#### [DATA SUPPLIED]
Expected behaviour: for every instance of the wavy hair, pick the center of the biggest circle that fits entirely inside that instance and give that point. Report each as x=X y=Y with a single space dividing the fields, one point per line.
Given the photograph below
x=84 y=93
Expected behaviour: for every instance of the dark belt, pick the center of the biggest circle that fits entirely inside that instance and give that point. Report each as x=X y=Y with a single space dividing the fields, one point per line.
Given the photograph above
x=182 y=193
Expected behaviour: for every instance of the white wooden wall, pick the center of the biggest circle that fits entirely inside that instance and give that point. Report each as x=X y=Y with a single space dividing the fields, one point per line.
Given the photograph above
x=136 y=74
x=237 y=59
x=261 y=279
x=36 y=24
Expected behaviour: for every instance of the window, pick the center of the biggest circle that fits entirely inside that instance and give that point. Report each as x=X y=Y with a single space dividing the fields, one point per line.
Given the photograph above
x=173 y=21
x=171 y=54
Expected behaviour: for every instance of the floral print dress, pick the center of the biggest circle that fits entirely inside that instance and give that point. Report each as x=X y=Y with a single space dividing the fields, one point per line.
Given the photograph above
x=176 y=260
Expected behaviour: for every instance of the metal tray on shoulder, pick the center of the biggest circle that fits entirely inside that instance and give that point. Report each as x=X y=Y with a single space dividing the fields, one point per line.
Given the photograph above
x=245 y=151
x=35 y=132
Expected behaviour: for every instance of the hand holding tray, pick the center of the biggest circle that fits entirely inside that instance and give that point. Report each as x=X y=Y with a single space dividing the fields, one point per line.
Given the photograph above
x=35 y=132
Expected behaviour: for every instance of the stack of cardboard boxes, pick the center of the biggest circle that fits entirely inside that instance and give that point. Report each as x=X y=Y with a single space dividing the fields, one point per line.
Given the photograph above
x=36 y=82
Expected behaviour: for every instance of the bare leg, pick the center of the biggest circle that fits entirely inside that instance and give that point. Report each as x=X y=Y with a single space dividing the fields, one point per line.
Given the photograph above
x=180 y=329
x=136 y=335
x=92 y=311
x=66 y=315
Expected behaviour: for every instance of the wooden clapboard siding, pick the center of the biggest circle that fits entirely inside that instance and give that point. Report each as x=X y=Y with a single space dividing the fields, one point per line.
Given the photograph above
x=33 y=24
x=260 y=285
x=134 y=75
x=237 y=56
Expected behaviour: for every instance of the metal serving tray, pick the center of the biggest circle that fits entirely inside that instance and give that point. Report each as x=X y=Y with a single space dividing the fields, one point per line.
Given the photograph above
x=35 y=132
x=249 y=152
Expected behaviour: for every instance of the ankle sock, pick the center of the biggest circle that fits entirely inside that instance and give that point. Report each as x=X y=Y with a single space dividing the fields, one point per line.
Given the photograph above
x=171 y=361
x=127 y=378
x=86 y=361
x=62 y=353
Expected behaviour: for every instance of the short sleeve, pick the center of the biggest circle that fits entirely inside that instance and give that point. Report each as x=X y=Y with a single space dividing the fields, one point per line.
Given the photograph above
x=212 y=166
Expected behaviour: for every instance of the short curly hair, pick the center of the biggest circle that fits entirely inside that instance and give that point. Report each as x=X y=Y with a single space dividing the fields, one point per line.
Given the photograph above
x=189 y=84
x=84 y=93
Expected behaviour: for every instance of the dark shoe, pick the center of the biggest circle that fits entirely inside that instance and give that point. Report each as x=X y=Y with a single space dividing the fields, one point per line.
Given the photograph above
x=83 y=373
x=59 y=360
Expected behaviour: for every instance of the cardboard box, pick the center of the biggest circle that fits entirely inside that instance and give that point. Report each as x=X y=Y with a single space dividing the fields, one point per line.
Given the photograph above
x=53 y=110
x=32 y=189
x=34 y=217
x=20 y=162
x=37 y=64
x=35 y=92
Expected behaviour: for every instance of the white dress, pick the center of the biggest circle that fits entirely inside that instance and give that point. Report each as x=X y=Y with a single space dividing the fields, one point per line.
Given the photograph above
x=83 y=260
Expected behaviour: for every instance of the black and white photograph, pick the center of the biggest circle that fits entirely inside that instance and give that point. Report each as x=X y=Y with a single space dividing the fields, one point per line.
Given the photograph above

#### [BRIEF]
Reproduce all of the rows above, substituting "largest circle" for every occurrence of "biggest circle" and leaving everything else untouched.

#### [OUTPUT OF THE TASK]
Expected behaviour: for every instance of the wavy hair, pick the center of the largest circle that fits entirely inside that instance and give that point. Report each as x=X y=Y with a single space dividing the fields, one point per line.
Given the photograph below
x=84 y=93
Expected behaviour: for every instance of the dark belt, pick the center of the largest circle that fits entirely inside that instance and give that point. Report each as x=X y=Y with a single space dividing the fields, one point per line.
Given the photograph above
x=182 y=193
Expected behaviour: for every instance of the white wooden wall, pick the center of the largest circle that fits entirely inside that instance and give that point. Report each as x=X y=Y with a single space dividing the fields, one point per line.
Given the photograph above
x=136 y=74
x=237 y=59
x=261 y=279
x=36 y=24
Expected behaviour: for every instance of the window, pick the center of the largest circle that fits entirely inside that instance and give that point. Report each as x=X y=Y with a single space dividing the fields, one point per line.
Given the photograph above
x=173 y=21
x=171 y=54
Expected behaviour: for every instance of the floral print dress, pick the center of the largest circle that fits entirely inside that instance and give that point. Report each as x=X y=Y with a single space dividing the fields, one point per line.
Given the photograph above
x=176 y=260
Expected behaviour: for every instance of the metal tray on shoulder, pick the center of the largest circle that fits entirely inside that instance and give that point. Report each as x=X y=Y with a single space dividing the fields, one point per line.
Given the photograph above
x=245 y=151
x=35 y=132
Expected behaviour: for every instance of the hand holding tray, pick the center of the largest circle that fits entirely inside that instance and give that point. Report each as x=X y=Y with a single space dividing the fields, one point per line.
Given the photograph above
x=35 y=132
Expected behaviour: for every instance of the stack of cardboard boxes, pick the center of the largest circle that fits entirely inside that instance and give that point. Report each as x=X y=Y with a single space dividing the fields, one point per line.
Given the photograph above
x=36 y=82
Expected behaviour: for every instance of the bare leg, pick the center of the largest circle that fits entirely inside that instance and give that point. Report each as x=X y=Y with a single space dividing the fields, one point per line.
Given the photograph above
x=180 y=329
x=136 y=335
x=92 y=311
x=66 y=315
Expected behaviour: for every instance of the wooden clapboard siding, pick the center of the largest circle that fits entirely inside that instance and give that point. Report each as x=X y=Y with a single space dividing the fields, one point per line.
Given the photograph above
x=33 y=24
x=260 y=285
x=134 y=75
x=237 y=56
Expected behaviour: for every instance of the metal serving tray, pick the center of the largest circle that fits entirely inside that instance and give that point. Report each as x=X y=Y with a single space dividing the fields, one point per line.
Given the photograph above
x=35 y=132
x=249 y=152
Expected behaviour: for every instance of the ankle sock, pick the center of the largest circle that fits entirely inside that instance and give that point. Report each as x=X y=Y with a single space dividing the fields, one point per line.
Given the photograph above
x=171 y=361
x=127 y=378
x=86 y=361
x=62 y=353
Expected behaviour: for every instance of the short sleeve, pick the center of the largest circle that fits entirely inside that instance and give that point. Report each as x=X y=Y with a single space dividing the fields, one point per line.
Given the photograph above
x=212 y=166
Expected behaviour: for every instance of the short curly hair, pick the center of the largest circle that fits entirely inside that instance and give that point. Report each as x=X y=Y with a single space dividing the fields, one point per line.
Given the photograph above
x=189 y=84
x=84 y=93
Expected behaviour: for every instance of the dark shoe, pick the center of the largest circle that fits entirely inside that instance and give that point. Report each as x=X y=Y with a single space dividing the fields, one point per line.
Given the photograph above
x=83 y=373
x=59 y=360
Expected behaviour: for every instance of the cardboard box, pick the center of the largest circle that fits entirely inside that instance and give that point. Report each as x=X y=Y with a single space dividing the fields, one point per line.
Given the photograph above
x=53 y=110
x=32 y=189
x=34 y=217
x=20 y=162
x=37 y=64
x=35 y=92
Expected behaviour: for every instance of the white dress, pick the center of the largest circle that fits entirely inside that instance and give that point. Report each as x=X y=Y with a single space dividing the fields, one point per line.
Given the photograph above
x=83 y=260
Expected behaviour: for every instance of the black and white photograph, pick the center of the largest circle that fits entirely inside that instance and give that point. Report each as x=X y=Y with a single space dividing the fields, one point per line.
Given the photograph above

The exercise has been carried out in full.